◆ Task: Retype everything in the data below, from the line containing "Pick out each instance of the wall-mounted" down to the line containing "x=308 y=424", with both of those lines included and nothing changed.

◆ Provided records:
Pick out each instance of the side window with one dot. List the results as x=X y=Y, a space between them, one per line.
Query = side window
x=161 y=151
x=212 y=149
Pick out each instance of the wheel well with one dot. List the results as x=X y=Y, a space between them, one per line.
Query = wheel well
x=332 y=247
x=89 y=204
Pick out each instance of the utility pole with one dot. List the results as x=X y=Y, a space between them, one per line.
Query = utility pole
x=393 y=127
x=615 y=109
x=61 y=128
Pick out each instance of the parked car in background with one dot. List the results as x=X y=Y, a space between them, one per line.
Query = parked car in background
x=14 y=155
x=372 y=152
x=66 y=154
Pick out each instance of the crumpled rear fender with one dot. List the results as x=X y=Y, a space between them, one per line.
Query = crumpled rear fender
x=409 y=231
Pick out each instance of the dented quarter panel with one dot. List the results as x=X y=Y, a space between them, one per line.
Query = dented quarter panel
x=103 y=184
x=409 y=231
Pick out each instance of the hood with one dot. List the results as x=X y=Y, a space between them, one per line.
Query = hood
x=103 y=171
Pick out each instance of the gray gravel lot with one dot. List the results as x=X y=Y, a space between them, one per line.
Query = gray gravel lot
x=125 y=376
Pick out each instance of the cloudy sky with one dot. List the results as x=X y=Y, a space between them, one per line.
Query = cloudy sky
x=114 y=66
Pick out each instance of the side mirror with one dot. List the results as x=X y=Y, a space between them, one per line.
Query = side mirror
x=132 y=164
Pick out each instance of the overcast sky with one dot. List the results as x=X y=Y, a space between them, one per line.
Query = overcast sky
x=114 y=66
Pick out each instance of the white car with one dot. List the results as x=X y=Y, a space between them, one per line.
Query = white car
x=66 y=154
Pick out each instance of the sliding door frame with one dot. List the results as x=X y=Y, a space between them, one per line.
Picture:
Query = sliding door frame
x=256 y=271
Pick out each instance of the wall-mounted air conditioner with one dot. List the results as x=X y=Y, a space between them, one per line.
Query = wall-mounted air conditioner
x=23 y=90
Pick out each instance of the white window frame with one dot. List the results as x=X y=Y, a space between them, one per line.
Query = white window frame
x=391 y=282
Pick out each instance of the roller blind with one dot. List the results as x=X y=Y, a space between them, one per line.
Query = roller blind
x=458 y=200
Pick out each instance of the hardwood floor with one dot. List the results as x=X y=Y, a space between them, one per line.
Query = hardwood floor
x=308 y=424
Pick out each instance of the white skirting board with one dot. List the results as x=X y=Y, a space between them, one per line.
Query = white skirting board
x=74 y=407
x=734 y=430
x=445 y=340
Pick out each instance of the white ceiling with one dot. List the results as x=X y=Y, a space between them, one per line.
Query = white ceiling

◆ Solution for this task:
Pick out each instance of the wall-mounted air conditioner with one dot. List the results as x=X y=Y, a space between them, one per line.
Query = wall-mounted air conditioner
x=23 y=90
Pick out each instance of the white window frame with one dot. List the results as x=X y=Y, a space between them, one per line.
Query = white window frame
x=391 y=282
Pick out each instance of the roller blind with one dot. List the results as x=X y=Y, a space between them, one per line.
Query = roller blind
x=458 y=200
Pick out each instance of the hardwood floor with one dot. List the results as x=X y=Y, a space between them, one per line.
Query = hardwood floor
x=308 y=424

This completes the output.